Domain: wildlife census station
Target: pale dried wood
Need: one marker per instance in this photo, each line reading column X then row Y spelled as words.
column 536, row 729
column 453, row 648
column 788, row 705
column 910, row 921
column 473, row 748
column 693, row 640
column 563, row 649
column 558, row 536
******
## TASK BRIEF
Beginning with the line that holds "Target: pale dried wood", please give again each line exactly until the records end, and include that final line.

## TASK ANSWER
Target: pale dried wood
Need: one marker per instance in this photo, each line reading column X then row Y spelled as words.
column 536, row 729
column 453, row 648
column 788, row 705
column 910, row 921
column 473, row 748
column 693, row 640
column 563, row 649
column 558, row 536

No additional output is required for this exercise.